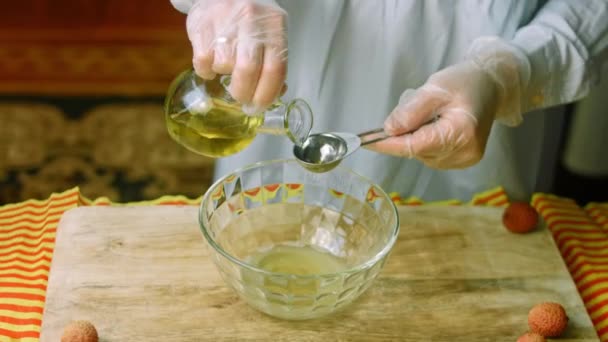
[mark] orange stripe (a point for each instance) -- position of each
(21, 285)
(546, 206)
(593, 282)
(484, 199)
(20, 321)
(597, 306)
(33, 261)
(23, 252)
(19, 276)
(30, 237)
(44, 204)
(501, 202)
(594, 294)
(21, 308)
(23, 218)
(33, 229)
(19, 334)
(29, 245)
(25, 269)
(27, 296)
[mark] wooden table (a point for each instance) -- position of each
(455, 274)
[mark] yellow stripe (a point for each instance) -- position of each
(39, 220)
(26, 264)
(23, 302)
(574, 213)
(19, 328)
(24, 290)
(25, 339)
(62, 204)
(29, 258)
(29, 249)
(26, 274)
(41, 232)
(22, 281)
(593, 289)
(21, 315)
(21, 240)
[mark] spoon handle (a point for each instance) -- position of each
(372, 136)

# # # # # # #

- _Exercise_: Please give back the data above word for word, with no pictures included.

- _Result of this exercise_:
[mark] orange stripe (a point for each instance) -- position of each
(21, 285)
(546, 206)
(593, 282)
(484, 199)
(20, 321)
(597, 306)
(33, 261)
(23, 252)
(19, 276)
(30, 237)
(44, 204)
(501, 202)
(594, 294)
(21, 308)
(23, 218)
(33, 229)
(19, 334)
(29, 245)
(25, 269)
(27, 296)
[mark] wooden table (a point for each instance) -- position of each
(455, 274)
[mark] yellow stripe (a point for each instance) -- position of each
(39, 220)
(26, 264)
(23, 302)
(574, 213)
(19, 328)
(24, 290)
(25, 339)
(62, 204)
(29, 258)
(29, 249)
(26, 274)
(41, 232)
(22, 281)
(593, 289)
(21, 315)
(21, 240)
[mark] spoon handle (a point for each instance) -- position of each
(372, 136)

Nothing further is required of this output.